# EXERCISE BRIEF:
Give the records again word for word. Leave every picture out.

# DATA PROVIDED:
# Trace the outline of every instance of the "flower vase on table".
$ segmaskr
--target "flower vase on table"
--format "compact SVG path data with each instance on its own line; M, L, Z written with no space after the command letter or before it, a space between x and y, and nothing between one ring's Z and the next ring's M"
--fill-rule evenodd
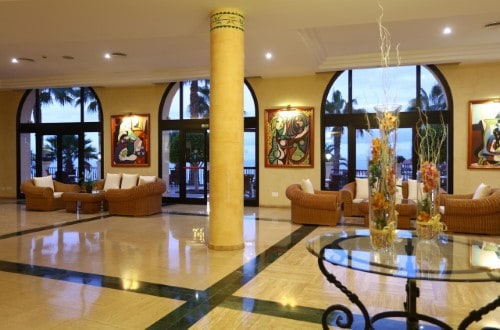
M380 137L368 163L369 229L373 249L389 251L396 239L396 138L401 106L375 107Z
M439 170L436 164L423 162L417 173L417 187L417 236L422 240L432 240L446 230L439 213Z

# SOLUTION TO THIS PROBLEM:
# Trace the outline of every instance of the "flower vase on table".
$ segmaskr
--target "flower vase on table"
--format "compact SVG path data with each instance on its own line; M, L, Z written with no space after the command letter or before it, a space between x and y, and nothing between one ring's Z and the next ring's M"
--fill-rule evenodd
M380 137L368 163L369 229L373 249L389 251L396 239L396 138L401 106L375 107Z
M439 170L436 164L423 162L417 173L417 187L417 236L422 240L432 240L446 230L439 213Z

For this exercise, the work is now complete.